> [What to work on]:
Pull out every line of the entries below that contains the string "pole".

## BEGIN Records provided

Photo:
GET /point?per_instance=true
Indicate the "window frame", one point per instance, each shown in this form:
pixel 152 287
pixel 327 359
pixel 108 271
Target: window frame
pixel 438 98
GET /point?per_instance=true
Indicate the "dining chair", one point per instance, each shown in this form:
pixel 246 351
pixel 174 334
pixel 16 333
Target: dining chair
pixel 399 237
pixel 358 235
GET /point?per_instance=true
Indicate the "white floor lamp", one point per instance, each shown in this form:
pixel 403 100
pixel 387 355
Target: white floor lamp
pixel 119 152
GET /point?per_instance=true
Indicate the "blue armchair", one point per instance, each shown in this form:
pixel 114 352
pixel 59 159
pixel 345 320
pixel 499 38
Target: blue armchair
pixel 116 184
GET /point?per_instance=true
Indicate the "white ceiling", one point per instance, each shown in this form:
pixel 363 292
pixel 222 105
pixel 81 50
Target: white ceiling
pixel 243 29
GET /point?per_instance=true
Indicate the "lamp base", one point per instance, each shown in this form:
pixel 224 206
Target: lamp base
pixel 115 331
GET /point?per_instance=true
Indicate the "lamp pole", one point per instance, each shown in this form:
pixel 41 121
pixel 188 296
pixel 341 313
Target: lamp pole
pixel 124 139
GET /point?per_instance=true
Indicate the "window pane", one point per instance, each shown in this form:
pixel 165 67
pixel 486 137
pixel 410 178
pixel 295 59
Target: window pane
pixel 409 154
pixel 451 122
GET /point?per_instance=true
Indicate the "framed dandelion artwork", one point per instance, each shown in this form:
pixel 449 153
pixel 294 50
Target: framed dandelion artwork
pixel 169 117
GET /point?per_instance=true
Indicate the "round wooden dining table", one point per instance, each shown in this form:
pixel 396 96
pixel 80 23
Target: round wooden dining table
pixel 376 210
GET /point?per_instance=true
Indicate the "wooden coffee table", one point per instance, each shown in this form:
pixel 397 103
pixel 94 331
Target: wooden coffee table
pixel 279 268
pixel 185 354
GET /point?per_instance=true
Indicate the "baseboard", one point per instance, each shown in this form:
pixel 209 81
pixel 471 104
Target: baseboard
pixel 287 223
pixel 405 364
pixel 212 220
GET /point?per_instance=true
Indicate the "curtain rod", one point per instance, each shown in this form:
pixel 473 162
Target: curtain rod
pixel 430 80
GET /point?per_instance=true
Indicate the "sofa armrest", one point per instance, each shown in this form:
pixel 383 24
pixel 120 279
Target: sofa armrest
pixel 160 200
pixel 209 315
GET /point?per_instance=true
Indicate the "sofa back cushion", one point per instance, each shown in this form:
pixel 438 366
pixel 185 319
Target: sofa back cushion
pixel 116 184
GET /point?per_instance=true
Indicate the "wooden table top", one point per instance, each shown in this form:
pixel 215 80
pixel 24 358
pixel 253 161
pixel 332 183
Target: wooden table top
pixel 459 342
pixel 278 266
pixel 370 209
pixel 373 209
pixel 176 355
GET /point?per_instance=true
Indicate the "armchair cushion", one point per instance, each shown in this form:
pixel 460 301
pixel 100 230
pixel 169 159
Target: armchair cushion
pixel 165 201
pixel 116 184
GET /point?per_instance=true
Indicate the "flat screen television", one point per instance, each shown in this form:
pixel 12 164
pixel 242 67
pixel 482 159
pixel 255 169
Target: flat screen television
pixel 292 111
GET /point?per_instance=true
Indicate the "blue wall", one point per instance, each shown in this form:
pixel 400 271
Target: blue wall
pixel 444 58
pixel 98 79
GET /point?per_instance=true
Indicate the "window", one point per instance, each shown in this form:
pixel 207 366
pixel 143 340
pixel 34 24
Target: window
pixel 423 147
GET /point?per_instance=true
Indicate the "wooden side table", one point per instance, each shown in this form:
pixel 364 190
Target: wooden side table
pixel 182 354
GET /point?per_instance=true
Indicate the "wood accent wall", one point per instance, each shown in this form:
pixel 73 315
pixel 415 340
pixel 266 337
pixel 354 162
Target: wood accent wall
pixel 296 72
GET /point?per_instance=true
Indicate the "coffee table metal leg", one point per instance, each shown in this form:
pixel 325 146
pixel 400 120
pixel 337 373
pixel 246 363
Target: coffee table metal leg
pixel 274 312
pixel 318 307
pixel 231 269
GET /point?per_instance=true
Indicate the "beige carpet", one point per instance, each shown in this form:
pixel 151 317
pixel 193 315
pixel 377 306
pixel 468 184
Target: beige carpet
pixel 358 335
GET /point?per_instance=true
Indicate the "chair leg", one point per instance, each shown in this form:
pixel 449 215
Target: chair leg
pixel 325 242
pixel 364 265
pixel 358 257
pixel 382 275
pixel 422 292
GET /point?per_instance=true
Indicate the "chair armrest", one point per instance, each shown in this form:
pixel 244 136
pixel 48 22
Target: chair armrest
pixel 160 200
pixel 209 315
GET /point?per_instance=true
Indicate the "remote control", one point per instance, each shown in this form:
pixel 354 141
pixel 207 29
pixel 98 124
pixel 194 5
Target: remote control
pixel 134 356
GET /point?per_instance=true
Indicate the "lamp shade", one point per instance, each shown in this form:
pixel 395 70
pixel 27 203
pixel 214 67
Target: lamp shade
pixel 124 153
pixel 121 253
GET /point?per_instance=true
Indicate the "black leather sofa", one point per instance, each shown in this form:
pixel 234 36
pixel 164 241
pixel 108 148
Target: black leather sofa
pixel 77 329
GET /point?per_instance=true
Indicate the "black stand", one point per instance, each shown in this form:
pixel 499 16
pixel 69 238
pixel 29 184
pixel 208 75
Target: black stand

## END Records provided

> [Reply]:
Indicate the "lamp pole", one point per instance, each shown in this form:
Target: lamp pole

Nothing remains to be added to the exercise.